Extrait à lire -
Le Vatican, l’intégrisme, la Shoah et le négationnisme
Le Vatican suit une ligne périlleuse et si Benoît XVI n’est pas un gondolier vénitien, on peut se demander s’il ne conduit pas la barque de Saint Pierre à la gaffe, fameuse expression que Mgr Duchesne avait concoctée à propos du pape saint (!) Pie X. Ce dernier ne voulait se résigner à accepter la loi française de la séparation de l’église et de l’État. « Bien que la majorité des évêques français conseillât de se plier à la loi, ce pape interdit toute collaboration par l’encyclique Vehementer nos (11 février 1906), l’allocution consistoriale Gravissimum (21 février), et l’encyclique Gravissimo Officii Munere (10 août), que Mgr Louis Duchesne baptisa malicieusement Digitus in oculo (“doigt dans l’œil”). Cette opposition du pape à la loi française eut pour conséquence de compromettre la création des associations cultuelles, prévues par la loi, et de faire transférer les biens immobiliers de l’Église au profit de l’État. » (source)

[Entrées de données extraites]
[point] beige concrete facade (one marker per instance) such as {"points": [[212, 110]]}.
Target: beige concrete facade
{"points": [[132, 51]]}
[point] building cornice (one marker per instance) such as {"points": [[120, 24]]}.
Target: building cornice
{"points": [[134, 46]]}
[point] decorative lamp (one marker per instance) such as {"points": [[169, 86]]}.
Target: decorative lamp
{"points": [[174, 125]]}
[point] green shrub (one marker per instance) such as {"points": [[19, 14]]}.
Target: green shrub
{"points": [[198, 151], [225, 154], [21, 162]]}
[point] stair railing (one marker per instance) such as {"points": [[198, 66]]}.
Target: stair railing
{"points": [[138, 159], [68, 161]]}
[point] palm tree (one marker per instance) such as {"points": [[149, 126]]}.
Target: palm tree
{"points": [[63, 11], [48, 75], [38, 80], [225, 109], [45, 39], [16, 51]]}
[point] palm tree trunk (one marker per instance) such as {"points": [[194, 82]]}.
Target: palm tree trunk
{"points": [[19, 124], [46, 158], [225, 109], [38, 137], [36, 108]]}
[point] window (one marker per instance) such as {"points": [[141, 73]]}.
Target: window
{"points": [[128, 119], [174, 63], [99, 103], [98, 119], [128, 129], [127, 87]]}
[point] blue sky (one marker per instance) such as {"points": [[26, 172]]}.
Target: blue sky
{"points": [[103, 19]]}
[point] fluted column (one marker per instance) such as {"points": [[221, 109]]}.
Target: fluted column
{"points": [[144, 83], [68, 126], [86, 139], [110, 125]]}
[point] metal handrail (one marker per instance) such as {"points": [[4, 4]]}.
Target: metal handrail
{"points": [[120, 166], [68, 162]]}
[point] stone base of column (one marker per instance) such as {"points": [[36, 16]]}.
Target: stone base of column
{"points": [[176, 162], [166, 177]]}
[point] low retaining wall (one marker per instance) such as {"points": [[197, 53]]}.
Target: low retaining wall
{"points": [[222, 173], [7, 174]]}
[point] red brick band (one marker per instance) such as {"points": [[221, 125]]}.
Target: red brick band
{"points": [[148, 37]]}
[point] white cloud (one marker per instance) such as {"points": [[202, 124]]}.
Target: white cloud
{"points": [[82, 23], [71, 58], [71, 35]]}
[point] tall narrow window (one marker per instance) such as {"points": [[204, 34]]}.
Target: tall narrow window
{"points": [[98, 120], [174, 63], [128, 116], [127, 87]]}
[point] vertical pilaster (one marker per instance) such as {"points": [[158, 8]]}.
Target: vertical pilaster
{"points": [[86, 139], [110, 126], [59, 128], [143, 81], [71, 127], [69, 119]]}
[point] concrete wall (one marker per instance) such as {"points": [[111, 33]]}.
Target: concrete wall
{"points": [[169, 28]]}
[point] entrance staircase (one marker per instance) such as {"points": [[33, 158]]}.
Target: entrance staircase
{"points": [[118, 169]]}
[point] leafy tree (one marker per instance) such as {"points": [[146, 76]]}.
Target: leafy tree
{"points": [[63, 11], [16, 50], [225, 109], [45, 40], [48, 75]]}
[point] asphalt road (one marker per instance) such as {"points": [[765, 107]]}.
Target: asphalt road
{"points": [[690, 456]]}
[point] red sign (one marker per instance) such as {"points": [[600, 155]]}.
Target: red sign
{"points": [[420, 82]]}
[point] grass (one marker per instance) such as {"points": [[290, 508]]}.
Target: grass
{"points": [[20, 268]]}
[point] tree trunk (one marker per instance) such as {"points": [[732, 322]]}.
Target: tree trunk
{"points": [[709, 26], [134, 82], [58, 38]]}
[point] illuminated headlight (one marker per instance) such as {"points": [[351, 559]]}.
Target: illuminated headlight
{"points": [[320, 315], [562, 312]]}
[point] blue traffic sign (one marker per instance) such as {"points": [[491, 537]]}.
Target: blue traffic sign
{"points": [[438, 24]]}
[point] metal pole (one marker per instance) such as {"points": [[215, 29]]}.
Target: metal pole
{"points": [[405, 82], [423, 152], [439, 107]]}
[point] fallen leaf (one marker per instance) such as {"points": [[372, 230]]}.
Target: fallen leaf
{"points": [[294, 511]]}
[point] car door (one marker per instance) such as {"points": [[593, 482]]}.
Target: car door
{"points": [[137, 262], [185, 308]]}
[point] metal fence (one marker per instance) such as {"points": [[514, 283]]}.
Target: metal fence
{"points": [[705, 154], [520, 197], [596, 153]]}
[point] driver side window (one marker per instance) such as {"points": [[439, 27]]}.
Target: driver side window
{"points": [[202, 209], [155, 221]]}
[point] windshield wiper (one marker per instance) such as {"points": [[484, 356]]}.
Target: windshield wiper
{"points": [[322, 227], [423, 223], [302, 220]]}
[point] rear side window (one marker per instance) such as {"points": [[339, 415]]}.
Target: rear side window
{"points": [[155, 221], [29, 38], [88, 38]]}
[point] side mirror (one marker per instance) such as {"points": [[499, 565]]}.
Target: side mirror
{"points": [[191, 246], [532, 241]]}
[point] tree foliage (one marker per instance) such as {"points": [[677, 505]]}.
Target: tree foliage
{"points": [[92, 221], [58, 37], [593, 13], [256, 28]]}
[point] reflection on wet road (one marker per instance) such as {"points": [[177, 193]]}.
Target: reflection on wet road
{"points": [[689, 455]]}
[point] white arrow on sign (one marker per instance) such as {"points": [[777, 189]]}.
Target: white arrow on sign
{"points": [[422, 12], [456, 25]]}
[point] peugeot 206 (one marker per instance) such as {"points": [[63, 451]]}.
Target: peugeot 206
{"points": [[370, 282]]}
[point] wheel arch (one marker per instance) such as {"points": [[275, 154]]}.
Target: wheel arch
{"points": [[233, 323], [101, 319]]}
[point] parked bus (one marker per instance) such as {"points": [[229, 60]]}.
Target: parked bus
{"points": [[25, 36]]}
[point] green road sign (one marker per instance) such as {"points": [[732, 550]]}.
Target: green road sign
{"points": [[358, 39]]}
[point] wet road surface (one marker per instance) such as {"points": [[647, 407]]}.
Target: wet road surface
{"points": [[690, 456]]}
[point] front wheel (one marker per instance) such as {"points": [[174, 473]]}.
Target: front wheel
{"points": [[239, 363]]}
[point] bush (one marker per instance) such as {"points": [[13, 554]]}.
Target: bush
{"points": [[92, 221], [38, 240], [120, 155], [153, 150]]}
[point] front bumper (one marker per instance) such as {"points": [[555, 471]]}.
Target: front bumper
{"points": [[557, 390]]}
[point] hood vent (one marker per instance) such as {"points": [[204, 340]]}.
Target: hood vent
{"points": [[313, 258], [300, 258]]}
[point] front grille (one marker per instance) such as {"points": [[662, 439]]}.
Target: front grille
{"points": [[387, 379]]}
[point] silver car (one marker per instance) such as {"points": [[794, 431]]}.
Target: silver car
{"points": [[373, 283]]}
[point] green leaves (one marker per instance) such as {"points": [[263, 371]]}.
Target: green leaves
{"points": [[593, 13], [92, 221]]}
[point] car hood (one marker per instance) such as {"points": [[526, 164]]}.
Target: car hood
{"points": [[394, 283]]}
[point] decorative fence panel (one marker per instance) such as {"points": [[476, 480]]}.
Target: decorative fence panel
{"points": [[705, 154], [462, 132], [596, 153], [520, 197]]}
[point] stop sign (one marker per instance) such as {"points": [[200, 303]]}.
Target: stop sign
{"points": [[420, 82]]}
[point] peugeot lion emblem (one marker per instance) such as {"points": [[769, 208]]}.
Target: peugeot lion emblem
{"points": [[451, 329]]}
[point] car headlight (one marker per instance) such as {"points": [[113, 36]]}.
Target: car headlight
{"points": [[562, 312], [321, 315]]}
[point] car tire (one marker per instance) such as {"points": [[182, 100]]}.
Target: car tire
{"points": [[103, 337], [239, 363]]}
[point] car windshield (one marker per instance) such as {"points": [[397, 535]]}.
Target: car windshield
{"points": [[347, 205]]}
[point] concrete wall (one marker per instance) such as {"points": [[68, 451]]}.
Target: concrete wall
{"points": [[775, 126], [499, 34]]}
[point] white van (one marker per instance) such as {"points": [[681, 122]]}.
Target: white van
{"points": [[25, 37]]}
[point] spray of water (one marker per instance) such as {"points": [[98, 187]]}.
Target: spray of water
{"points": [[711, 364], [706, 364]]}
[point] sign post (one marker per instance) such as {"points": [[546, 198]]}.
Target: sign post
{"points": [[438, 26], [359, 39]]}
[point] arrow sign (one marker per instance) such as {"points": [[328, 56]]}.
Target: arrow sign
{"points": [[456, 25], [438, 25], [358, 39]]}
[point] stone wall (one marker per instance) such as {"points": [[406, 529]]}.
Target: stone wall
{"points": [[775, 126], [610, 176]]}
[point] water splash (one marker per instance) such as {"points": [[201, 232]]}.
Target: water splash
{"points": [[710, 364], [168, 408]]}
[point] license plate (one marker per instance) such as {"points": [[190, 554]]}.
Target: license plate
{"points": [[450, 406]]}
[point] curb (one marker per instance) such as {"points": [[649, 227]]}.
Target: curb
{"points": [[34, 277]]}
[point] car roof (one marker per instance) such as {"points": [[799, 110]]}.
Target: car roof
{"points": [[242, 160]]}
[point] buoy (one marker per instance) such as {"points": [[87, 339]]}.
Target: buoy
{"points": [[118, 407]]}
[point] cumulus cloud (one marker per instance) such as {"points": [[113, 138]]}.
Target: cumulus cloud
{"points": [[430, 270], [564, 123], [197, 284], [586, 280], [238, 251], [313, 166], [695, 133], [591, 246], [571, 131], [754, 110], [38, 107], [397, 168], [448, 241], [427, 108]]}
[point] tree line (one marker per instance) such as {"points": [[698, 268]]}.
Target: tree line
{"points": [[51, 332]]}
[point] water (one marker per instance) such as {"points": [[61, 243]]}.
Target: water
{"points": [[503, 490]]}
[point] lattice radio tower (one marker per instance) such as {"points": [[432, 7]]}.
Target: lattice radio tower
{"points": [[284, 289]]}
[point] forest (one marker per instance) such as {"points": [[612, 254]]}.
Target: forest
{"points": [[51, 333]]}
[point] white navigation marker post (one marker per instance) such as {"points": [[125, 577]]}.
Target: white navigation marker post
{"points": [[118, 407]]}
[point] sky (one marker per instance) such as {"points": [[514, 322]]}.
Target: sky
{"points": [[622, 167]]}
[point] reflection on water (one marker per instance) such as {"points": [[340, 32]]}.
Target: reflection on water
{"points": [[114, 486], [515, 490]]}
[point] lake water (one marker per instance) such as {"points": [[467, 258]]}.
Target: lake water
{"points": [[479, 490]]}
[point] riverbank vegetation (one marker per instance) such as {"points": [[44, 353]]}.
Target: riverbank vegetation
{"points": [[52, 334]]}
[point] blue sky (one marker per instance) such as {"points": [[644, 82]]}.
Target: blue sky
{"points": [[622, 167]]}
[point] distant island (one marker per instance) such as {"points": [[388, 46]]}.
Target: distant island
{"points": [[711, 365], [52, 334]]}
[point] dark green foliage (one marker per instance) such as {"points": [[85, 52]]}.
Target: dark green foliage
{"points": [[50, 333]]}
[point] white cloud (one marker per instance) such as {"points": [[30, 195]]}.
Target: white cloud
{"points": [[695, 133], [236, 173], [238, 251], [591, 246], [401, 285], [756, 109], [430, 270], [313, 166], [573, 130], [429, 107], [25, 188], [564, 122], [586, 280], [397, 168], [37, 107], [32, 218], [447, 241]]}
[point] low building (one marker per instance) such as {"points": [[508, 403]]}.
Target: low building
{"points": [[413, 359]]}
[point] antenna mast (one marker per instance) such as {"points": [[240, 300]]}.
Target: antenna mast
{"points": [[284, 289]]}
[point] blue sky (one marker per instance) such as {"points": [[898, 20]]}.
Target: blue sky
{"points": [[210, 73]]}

Tâches à réaliser -
1. Citez intégralement l'extrait sur le Vatican et la Shoah, sans en modifier un seul caractère.
2. Comptez les lignes des rangées qui contiennent la chaîne « mirror », en tenant compte de la casse. Donnez uniquement ce nombre.

Problèmes résolus -
1.
Le Vatican, l’intégrisme, la Shoah et le négationnisme
Le Vatican suit une ligne périlleuse et si Benoît XVI n’est pas un gondolier vénitien, on peut se demander s’il ne conduit pas la barque de Saint Pierre à la gaffe, fameuse expression que Mgr Duchesne avait concoctée à propos du pape saint (!) Pie X. Ce dernier ne voulait se résigner à accepter la loi française de la séparation de l’église et de l’État. « Bien que la majorité des évêques français conseillât de se plier à la loi, ce pape interdit toute collaboration par l’encyclique Vehementer nos (11 février 1906), l’allocution consistoriale Gravissimum (21 février), et l’encyclique Gravissimo Officii Munere (10 août), que Mgr Louis Duchesne baptisa malicieusement Digitus in oculo (“doigt dans l’œil”). Cette opposition du pape à la loi française eut pour conséquence de compromettre la création des associations cultuelles, prévues par la loi, et de faire transférer les biens immobiliers de l’Église au profit de l’État. » (source)

2. 2